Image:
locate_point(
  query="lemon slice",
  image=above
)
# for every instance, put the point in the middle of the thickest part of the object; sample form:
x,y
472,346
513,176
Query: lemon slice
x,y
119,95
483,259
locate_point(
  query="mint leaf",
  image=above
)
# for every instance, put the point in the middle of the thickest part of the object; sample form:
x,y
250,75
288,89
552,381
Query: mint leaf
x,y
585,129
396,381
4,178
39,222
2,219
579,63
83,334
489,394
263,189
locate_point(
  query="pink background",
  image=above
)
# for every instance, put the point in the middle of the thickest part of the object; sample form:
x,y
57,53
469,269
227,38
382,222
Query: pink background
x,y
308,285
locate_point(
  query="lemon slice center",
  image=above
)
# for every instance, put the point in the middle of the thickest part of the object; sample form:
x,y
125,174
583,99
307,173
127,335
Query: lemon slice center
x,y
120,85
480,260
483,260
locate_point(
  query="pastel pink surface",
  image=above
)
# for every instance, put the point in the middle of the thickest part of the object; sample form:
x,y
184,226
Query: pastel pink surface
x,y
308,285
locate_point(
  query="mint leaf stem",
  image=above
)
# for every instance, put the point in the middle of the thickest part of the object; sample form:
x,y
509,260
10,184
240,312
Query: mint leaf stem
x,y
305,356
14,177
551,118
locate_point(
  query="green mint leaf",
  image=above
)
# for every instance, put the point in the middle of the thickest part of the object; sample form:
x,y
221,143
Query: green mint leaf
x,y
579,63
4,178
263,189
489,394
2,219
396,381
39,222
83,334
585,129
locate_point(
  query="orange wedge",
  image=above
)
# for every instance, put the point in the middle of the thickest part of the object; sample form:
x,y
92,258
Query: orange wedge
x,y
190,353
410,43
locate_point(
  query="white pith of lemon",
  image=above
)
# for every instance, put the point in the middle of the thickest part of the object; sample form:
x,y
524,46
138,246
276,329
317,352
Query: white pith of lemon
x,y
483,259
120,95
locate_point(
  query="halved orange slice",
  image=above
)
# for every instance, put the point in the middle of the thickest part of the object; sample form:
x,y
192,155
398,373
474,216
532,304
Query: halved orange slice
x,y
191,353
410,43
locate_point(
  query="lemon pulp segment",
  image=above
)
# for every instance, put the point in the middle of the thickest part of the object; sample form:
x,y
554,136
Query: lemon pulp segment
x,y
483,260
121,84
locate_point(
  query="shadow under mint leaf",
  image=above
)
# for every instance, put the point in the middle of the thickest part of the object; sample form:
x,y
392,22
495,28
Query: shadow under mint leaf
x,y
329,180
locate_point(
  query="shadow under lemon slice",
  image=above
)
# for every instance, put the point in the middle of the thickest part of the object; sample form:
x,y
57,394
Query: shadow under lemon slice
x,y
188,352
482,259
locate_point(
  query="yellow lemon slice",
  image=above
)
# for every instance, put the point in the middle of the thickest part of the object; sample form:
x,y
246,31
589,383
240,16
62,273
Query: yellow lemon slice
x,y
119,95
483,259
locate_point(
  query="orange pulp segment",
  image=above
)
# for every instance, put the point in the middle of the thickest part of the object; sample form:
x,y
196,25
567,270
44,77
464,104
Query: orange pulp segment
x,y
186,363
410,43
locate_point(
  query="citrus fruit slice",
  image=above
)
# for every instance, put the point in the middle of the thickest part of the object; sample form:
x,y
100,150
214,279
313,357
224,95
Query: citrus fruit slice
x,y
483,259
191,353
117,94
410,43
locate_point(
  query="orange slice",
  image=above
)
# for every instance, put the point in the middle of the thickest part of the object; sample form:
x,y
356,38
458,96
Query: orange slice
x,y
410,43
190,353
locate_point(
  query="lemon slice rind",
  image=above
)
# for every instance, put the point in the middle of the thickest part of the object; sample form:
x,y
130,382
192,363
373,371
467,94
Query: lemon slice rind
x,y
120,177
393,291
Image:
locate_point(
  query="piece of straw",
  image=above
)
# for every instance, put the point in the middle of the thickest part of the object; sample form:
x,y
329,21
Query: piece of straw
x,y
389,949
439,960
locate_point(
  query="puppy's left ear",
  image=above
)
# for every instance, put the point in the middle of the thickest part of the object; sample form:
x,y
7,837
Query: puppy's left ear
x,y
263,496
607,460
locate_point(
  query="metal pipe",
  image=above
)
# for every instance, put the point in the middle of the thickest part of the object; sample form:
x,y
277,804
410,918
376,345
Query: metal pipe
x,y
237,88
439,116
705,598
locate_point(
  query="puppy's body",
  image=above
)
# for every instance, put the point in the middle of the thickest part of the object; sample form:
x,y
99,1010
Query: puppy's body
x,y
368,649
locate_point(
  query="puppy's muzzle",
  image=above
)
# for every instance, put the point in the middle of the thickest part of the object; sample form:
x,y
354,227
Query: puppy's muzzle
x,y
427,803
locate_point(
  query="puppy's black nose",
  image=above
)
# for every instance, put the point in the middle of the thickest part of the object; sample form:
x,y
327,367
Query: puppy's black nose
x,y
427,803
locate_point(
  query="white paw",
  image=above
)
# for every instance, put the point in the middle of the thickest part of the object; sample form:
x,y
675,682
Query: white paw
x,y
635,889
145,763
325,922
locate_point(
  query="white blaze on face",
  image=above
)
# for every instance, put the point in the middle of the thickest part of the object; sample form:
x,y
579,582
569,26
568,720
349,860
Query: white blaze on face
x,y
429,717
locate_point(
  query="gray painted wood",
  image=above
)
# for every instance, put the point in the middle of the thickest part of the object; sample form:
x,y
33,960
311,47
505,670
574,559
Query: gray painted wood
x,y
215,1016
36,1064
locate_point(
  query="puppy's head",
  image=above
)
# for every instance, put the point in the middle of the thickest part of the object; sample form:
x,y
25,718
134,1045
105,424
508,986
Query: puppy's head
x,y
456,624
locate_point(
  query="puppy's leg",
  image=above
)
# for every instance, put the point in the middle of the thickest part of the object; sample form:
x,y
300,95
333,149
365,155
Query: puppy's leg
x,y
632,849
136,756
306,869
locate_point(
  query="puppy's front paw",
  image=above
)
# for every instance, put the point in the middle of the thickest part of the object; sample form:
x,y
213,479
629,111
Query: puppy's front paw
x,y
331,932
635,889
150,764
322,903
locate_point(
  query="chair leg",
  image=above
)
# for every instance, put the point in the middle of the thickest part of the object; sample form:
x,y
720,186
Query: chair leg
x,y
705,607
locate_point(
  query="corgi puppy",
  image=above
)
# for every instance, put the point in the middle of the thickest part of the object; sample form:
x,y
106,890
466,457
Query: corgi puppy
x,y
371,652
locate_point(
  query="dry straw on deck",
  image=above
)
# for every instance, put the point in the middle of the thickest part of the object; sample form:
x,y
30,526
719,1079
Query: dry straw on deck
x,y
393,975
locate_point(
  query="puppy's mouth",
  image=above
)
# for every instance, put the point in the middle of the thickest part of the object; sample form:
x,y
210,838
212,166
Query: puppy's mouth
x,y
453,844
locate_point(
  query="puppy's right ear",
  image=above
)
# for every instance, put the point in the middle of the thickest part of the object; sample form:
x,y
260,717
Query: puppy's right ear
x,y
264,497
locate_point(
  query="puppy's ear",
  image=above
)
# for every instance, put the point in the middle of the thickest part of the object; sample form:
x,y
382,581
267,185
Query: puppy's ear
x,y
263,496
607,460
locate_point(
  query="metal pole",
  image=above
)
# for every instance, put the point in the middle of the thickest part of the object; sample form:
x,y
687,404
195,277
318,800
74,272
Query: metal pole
--------
**Aim of the task:** Retype all of the data exactly. Leave nothing out.

**Result:**
Image:
locate_point(
  query="lemon slice",
  image=above
)
# for every instance, put the point in the middle of the thickest part of the object; sample form:
x,y
472,346
513,176
Query: lemon slice
x,y
119,95
483,259
locate_point(
  query="mint leaf",
  image=above
)
# for every instance, put the point in the middle of the thickest part of the object; sample form:
x,y
250,75
288,89
552,381
Query: mint leaf
x,y
585,129
396,381
4,178
39,222
2,219
579,63
83,334
489,394
263,189
locate_point(
  query="pink background",
  image=above
)
# for every instance, put the point in the middle of the thickest part of the object; sample form:
x,y
57,53
469,269
227,38
382,222
Query: pink background
x,y
308,285
locate_point(
  query="lemon slice center",
  image=above
)
# for every instance, put the point in the middle of the thickest part of the object; sample form:
x,y
125,174
583,99
307,173
127,335
Query: lemon slice center
x,y
120,85
480,260
483,260
locate_point(
  query="pastel pink surface",
  image=above
)
# for every instance, put the point in the middle of the thickest part of the object; sample form:
x,y
184,226
Query: pastel pink surface
x,y
308,285
locate_point(
  query="mint leaf stem",
  image=above
)
# for every instance, put the point in the middle of the thickest part of the object; sample form:
x,y
509,260
10,184
240,312
Query: mint leaf stem
x,y
305,356
14,177
551,118
locate_point(
  query="green mint leaf",
  image=above
)
# for every instance, put the point in the middle of the thickest part of the object; sample form:
x,y
221,143
Query: green mint leaf
x,y
579,63
4,178
263,189
489,394
2,219
396,381
39,222
83,334
585,129
locate_point(
  query="orange wedge",
  image=above
)
# for every instance, put the point in the middle of the thickest part of the object; sample form:
x,y
92,258
Query: orange wedge
x,y
190,353
410,43
locate_point(
  query="white pith of lemon",
  image=above
)
# for every instance, put the point in the middle of the thickest part of the object; sample form:
x,y
524,46
138,246
276,329
317,352
Query: white pith of lemon
x,y
483,259
120,95
locate_point(
  query="halved orange slice",
  image=above
)
# for every instance, put the point in the middle of the thickest part of the object; sample form:
x,y
192,155
398,373
474,216
532,304
Query: halved orange slice
x,y
191,353
410,43
locate_point(
  query="lemon pulp segment",
  image=above
)
# for every instance, put the point in the middle of the thickest part of the object; sample form:
x,y
554,136
Query: lemon pulp segment
x,y
483,260
121,84
locate_point(
  query="shadow under mint leaf",
  image=above
)
# for every instance, put the point in the middle of the thickest part of the object; sample form:
x,y
392,22
495,28
Query: shadow under mint leaf
x,y
329,180
locate_point(
  query="shadow under lemon slice",
  image=above
)
# for every instance, put the point in the middle of the thickest part of the object; sample form:
x,y
57,394
Query: shadow under lemon slice
x,y
188,352
482,259
locate_point(
  query="yellow lemon slice",
  image=above
)
# for every instance, put the point in the middle of the thickest part of the object; sample form:
x,y
246,31
589,383
240,16
62,273
Query: yellow lemon slice
x,y
119,95
483,259
locate_point(
  query="orange pulp segment",
  image=above
)
# for every instance, put the point in the middle of the thickest part of the object; sample form:
x,y
196,25
567,270
44,77
464,104
Query: orange pulp segment
x,y
186,363
410,43
locate_point(
  query="citrus fruit slice",
  image=above
)
# for every instance, put the point in the middle of the thickest part of the object; sample form:
x,y
100,150
214,279
313,357
224,95
Query: citrus fruit slice
x,y
483,259
191,353
117,94
410,43
locate_point(
  query="orange slice",
  image=above
)
# for every instance, put the point in the middle of the thickest part of the object; sample form:
x,y
356,38
458,96
Query: orange slice
x,y
410,43
190,353
locate_point(
  query="lemon slice rind",
  image=above
)
# for every instance, put the point in the middle of the thickest part of the object; sample form:
x,y
130,382
192,363
373,371
467,94
Query: lemon slice rind
x,y
120,177
393,291
Image:
locate_point(
  query="piece of straw",
  image=above
)
# for every instance, put the point in the middle of the thickest part of the object; sample form:
x,y
329,21
Query: piece of straw
x,y
389,949
439,960
locate_point(
  query="puppy's left ear",
  image=above
)
# for every instance, put the point in the middle of the thickest part of the object; sample form:
x,y
7,837
Query: puppy's left ear
x,y
263,496
607,460
locate_point(
  query="metal pipe",
  image=above
)
# for every instance, put the point in the middle of the thickest part of the object; sample form:
x,y
277,804
410,918
376,345
Query: metal pipe
x,y
237,88
439,116
705,598
locate_point(
  query="puppy's body",
  image=above
)
# for every instance, put the point in the middle of the thickest part of the object; sample form:
x,y
99,1010
Query: puppy's body
x,y
368,649
locate_point(
  query="puppy's muzzle",
  image=above
)
# for every instance, put the point in the middle of the thickest part of the object; sample form:
x,y
354,227
Query: puppy's muzzle
x,y
427,803
locate_point(
  query="puppy's black nose",
  image=above
)
# for every instance, put the point in the middle of the thickest part of the object; sample form:
x,y
327,367
Query: puppy's black nose
x,y
427,803
locate_point(
  query="white paw",
  image=above
)
# for every instance, put the point in the middle of the thickest part of the object; sample form:
x,y
675,682
Query: white paw
x,y
635,889
145,763
325,922
locate_point(
  query="white blaze on face",
  image=above
)
# for every instance, put the point in the middle of the thickest part of the object; sample form:
x,y
579,582
569,26
568,720
349,860
Query: white blaze on face
x,y
429,717
locate_point(
  query="gray painted wood",
  image=above
)
# for every instance, put the point in the middle of the thickest part of the object; sample form:
x,y
33,960
311,47
505,670
574,559
Query: gray painted wood
x,y
215,1016
36,1064
locate_point(
  query="puppy's head",
  image=above
)
# for every instance, put the point in the middle of the thickest part of the object; sample form:
x,y
25,718
134,1045
105,424
508,986
Query: puppy's head
x,y
456,624
locate_point(
  query="puppy's leg",
  image=above
)
# for every instance, put the point in the middle of the thickest part of the object; sample form:
x,y
300,95
333,149
365,155
Query: puppy's leg
x,y
632,849
136,756
306,869
locate_point(
  query="puppy's front paw",
  image=above
)
# for every instance, put the point in the middle of the thickest part of the object; sample form:
x,y
213,479
629,111
Query: puppy's front paw
x,y
331,932
635,889
150,764
322,903
locate_point(
  query="chair leg",
  image=above
)
# for every instance, put the point in the middle of the thickest part of the object; sample form:
x,y
720,186
Query: chair leg
x,y
705,607
locate_point(
  query="corgi puppy",
  image=above
)
# for every instance, put the point in the middle of the thickest part of the object; sample form:
x,y
106,890
466,457
Query: corgi puppy
x,y
371,652
locate_point(
  query="dry straw on deck",
  image=above
)
# for every instance, put the point in the middle of the thickest part of the object; sample form:
x,y
30,526
719,1079
Query: dry straw on deck
x,y
393,975
locate_point(
  query="puppy's mouth",
  image=above
)
# for every instance, put the point in the middle of the thickest part of the object; sample form:
x,y
210,838
212,166
Query: puppy's mouth
x,y
453,844
locate_point(
  query="puppy's right ear",
  image=above
)
# for every instance, put the point in the middle of the thickest part of the object; sample form:
x,y
260,717
Query: puppy's right ear
x,y
264,497
locate_point(
  query="puppy's ear",
  image=above
)
# for every instance, put the point in the middle of the thickest part of the object; sample form:
x,y
382,581
267,185
Query: puppy's ear
x,y
263,496
607,460
locate_point(
  query="metal pole",
  image=above
)
# for every instance, put the point in the middle of the thickest part of the object; sample form:
x,y
687,404
195,277
318,800
74,272
Query: metal pole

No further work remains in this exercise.